## How to complete this task
Your response should reproduce every line of the entries that contains the word "golf".

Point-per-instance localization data
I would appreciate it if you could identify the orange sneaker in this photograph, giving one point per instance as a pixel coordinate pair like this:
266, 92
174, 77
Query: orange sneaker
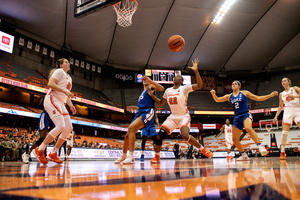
53, 157
155, 160
282, 156
207, 153
40, 156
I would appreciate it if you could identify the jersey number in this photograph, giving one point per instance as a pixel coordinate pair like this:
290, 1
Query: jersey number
69, 86
289, 99
173, 100
236, 105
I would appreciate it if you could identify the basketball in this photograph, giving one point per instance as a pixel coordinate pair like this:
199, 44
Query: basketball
176, 43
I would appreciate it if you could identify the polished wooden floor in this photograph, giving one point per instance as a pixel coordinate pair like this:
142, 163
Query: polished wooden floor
260, 178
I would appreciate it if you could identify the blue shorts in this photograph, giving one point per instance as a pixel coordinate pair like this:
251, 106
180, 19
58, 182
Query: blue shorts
149, 131
45, 122
239, 120
148, 116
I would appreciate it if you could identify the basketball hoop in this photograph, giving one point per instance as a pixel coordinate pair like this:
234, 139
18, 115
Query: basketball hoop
124, 11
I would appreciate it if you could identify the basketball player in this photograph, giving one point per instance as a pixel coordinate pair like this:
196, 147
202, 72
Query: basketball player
60, 84
227, 128
176, 97
144, 118
290, 98
149, 131
70, 142
242, 118
45, 124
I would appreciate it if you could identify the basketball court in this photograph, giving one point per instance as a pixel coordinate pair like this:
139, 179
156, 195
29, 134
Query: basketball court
260, 178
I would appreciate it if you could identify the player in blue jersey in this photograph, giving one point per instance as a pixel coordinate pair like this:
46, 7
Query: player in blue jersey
242, 118
45, 124
145, 117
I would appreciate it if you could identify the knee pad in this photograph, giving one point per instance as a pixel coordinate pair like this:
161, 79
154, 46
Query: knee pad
39, 142
284, 137
160, 136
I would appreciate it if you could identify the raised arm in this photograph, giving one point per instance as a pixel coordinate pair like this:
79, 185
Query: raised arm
199, 84
153, 85
297, 89
222, 130
279, 109
158, 101
219, 99
52, 83
259, 98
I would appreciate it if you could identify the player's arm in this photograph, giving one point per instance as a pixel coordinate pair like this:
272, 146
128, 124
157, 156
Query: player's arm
52, 83
219, 99
279, 109
153, 85
222, 130
72, 107
259, 98
160, 102
199, 84
297, 89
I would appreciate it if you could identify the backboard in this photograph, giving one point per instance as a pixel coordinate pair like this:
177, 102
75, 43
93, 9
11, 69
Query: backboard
85, 7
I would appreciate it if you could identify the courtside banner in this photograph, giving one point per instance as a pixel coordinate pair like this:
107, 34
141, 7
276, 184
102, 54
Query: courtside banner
91, 153
45, 90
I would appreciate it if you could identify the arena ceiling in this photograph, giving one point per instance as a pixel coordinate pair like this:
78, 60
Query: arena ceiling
253, 35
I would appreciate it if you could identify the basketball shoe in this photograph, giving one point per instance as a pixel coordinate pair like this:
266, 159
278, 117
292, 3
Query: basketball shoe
40, 156
282, 156
53, 157
207, 153
155, 160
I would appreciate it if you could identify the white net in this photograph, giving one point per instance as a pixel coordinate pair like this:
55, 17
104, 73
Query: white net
125, 10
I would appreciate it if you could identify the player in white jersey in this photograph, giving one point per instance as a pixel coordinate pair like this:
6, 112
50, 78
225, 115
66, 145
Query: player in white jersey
290, 98
227, 128
176, 97
60, 84
70, 142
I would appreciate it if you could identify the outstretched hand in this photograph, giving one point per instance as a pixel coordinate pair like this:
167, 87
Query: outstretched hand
195, 64
275, 93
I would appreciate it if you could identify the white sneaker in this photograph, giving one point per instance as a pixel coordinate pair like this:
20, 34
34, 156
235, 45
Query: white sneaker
129, 160
25, 158
243, 158
263, 150
121, 159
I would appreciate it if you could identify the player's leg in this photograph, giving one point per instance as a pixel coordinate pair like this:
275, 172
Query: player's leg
144, 139
163, 132
185, 134
249, 129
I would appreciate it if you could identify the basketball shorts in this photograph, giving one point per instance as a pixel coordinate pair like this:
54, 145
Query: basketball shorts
239, 120
54, 106
70, 143
45, 122
175, 121
148, 116
149, 131
291, 114
228, 140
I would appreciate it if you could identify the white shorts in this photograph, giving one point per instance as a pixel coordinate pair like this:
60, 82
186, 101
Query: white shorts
175, 121
228, 140
291, 114
54, 106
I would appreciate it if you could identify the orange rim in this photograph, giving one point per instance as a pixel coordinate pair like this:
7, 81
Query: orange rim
118, 10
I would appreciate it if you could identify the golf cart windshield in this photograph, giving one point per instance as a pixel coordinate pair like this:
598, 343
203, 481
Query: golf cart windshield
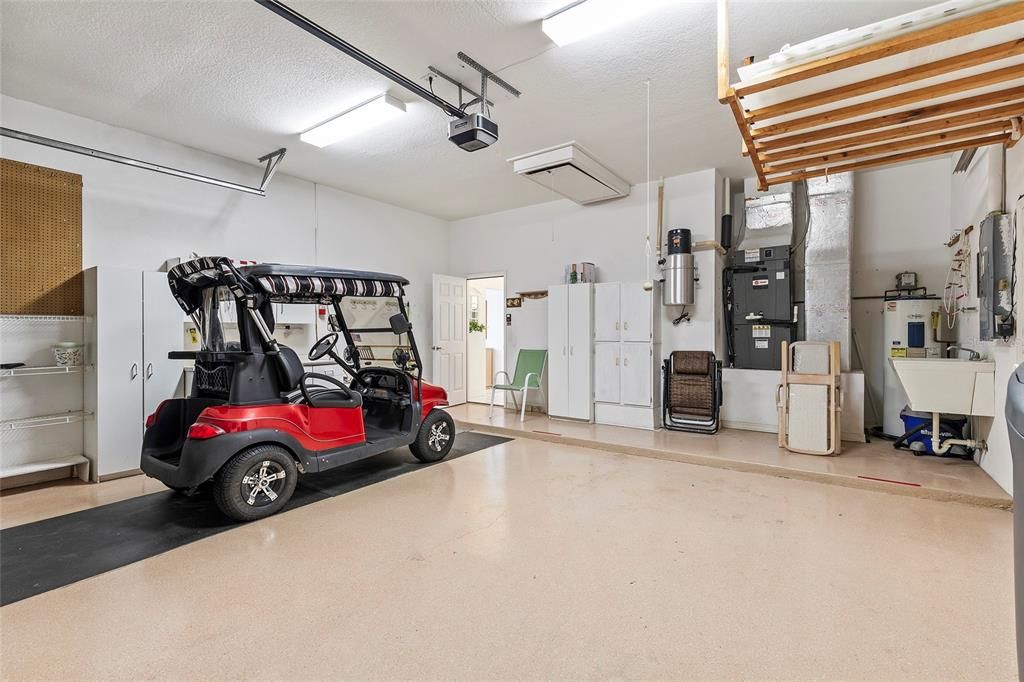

## Exercise response
I would appreciate it if you could identify the golf cart windshield in this photograph, giving one point per instance as a pixel coordinate pair like this:
Query: golf cart windshield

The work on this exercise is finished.